AIM >> Write out each line exactly as it stands, please.

TASK DATA >>
______
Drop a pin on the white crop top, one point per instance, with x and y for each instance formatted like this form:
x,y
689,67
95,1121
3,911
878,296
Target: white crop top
______
EXERCISE RESPONSE >>
Drop a pin on the white crop top, one point per instance, with x and y for each instance formatted like this form:
x,y
689,67
95,1121
3,911
878,296
Target: white crop top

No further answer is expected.